**Selection:**
########################################
Opinion
CASE NO. C13-5626 RBL
2013-09-12
HONORABLE RONALD B. LEIGHTON
ORDER GRANTING
DEFENDANT'S MOTION TO
DISMISS
(Dkt. #7)
I. Summary
THIS MATTER is before the Court on Defendant Midland's Motion To Dismiss (Dkt. #7). Midland argues that Plaintiff Sharon Black is barred from bringing her claims by the doctrine of judicial estoppel.
This case arises from an alleged violation of the Fair Debt Collection Practices Act ("FDCPA"), 15 U.S.C. § 1692, et seq. Midland is a debt collector. Plaintiff Sharon Black ran up a $1,184.82 debt and failed to pay. Midland wrote Black a letter informing her of her debt and warning that Midland was considering taking legal action. The letter stated that a failure to pay the debt could result in litigation: "This letter is to inform you that we are considering forwarding this account to an attorney in your state for possible litigation." (Dkt. #1, Complaint, ¶4.4).
Six months later, Black filed for Bankruptcy. She did not list any potential FDCPA claim as an asset on her bankruptcy schedules, nor did she ever amend her schedules to include any such claims. The bankruptcy court issued its discharge order on April 10, 2013, and the proceedings were closed on April 15, 2013. Two weeks later, Black sued Midland, claiming that it never really intended to sue her and that its hollow threat was a violation of the FDCPA. She seeks statutory damages and damages for mental anguish. Black is represented in this case by the same attorney that handled her bankruptcy case.
Midland requests that the Court take judicial notice of dockets and filings in previous court proceedings, including Black's bankruptcy court filings (Dkt. # 8). As these documents are public records, Midland's request for judicial notice is granted. See Lee v. City of Los Angeles, 250 F.3d 668, 689 (9th Cir.2001) ("A court may take judicial notice of 'matters of public record' without converting a motion to dismiss into a motion for summary judgment.").
########################################
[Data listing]

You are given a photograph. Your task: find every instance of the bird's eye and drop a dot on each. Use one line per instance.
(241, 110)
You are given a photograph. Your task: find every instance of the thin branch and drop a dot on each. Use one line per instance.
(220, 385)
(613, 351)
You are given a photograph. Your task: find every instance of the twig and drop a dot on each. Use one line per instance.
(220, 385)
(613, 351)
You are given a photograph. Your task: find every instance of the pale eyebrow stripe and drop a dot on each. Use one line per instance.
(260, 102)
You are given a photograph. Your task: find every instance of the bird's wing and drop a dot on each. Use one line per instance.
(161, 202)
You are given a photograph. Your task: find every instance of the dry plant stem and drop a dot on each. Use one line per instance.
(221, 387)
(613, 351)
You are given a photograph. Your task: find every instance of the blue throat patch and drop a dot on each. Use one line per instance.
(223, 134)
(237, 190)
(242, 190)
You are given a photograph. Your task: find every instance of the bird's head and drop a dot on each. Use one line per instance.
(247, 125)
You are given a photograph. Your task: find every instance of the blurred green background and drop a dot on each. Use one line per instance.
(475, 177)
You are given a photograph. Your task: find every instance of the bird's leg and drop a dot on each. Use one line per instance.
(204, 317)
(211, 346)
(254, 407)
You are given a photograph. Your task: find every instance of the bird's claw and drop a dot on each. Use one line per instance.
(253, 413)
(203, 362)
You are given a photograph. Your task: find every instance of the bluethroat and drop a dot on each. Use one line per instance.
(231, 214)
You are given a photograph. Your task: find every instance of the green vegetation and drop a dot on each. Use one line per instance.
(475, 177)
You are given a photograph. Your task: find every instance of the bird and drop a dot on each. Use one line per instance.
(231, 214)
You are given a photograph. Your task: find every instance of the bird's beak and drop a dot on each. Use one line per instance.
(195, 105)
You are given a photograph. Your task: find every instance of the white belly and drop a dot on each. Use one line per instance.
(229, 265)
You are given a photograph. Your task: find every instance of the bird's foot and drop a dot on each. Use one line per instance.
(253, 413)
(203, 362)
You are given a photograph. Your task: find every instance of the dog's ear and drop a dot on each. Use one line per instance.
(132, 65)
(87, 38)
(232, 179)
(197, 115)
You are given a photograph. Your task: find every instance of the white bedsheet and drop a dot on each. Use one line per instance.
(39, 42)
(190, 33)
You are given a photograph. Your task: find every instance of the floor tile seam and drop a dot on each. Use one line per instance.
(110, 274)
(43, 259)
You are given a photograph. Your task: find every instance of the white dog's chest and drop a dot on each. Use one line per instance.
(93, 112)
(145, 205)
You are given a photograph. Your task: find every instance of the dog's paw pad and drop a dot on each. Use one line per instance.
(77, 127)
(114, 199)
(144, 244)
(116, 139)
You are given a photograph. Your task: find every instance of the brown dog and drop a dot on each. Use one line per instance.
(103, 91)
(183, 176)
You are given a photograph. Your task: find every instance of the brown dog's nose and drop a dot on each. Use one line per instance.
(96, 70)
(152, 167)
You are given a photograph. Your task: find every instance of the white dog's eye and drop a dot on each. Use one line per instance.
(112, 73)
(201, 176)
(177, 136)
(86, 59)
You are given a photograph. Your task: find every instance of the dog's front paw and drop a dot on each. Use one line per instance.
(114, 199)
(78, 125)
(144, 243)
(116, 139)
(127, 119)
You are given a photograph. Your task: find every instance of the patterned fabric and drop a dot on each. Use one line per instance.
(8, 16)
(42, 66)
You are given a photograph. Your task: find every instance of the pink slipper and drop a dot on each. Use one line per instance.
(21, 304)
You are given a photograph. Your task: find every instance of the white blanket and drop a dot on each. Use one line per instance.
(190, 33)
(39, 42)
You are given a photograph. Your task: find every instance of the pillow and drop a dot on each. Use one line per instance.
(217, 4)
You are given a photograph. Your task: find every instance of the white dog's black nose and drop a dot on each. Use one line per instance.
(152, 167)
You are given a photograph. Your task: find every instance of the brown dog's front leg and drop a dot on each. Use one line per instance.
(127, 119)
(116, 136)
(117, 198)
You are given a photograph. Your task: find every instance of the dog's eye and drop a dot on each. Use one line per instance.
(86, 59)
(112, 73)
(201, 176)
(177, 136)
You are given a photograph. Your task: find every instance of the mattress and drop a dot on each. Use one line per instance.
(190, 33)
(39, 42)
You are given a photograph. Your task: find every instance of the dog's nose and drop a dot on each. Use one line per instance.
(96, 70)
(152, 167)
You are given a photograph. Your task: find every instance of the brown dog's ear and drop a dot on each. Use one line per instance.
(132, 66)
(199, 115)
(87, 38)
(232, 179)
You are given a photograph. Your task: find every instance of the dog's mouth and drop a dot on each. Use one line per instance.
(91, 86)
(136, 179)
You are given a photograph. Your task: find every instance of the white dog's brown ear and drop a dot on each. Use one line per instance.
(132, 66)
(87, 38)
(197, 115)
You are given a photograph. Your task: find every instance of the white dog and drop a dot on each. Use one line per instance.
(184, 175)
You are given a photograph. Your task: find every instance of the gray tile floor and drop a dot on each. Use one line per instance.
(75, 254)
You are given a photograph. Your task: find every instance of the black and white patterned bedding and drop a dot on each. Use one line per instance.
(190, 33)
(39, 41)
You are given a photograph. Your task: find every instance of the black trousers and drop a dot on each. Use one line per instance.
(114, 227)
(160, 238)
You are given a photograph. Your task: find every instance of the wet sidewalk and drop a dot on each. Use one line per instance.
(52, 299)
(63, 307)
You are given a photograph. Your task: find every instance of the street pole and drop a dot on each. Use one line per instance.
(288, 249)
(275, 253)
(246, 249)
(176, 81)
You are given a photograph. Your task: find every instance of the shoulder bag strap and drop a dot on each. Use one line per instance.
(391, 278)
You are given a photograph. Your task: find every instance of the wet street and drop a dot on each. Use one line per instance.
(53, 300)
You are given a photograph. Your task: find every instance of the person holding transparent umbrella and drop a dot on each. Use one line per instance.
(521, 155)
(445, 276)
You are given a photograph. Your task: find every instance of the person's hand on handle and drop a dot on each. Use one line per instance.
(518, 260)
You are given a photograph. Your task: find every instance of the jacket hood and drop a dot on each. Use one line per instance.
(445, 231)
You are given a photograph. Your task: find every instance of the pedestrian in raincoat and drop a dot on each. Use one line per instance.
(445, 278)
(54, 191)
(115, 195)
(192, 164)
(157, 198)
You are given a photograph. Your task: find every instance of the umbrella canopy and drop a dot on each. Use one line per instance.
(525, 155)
########################################
**Short exercise:** Rewrite the stretch of the court order from "This case arises" through "#1, Complaint, ¶4.4).", putting "collection agency" in place of "debt collector".

**Solution:**
This case arises from an alleged violation of the Fair Debt Collection Practices Act ("FDCPA"), 15 U.S.C. § 1692, et seq. Midland is a collection agency. Plaintiff Sharon Black ran up a $1,184.82 debt and failed to pay. Midland wrote Black a letter informing her of her debt and warning that Midland was considering taking legal action. The letter stated that a failure to pay the debt could result in litigation: "This letter is to inform you that we are considering forwarding this account to an attorney in your state for possible litigation." (Dkt. #1, Complaint, ¶4.4).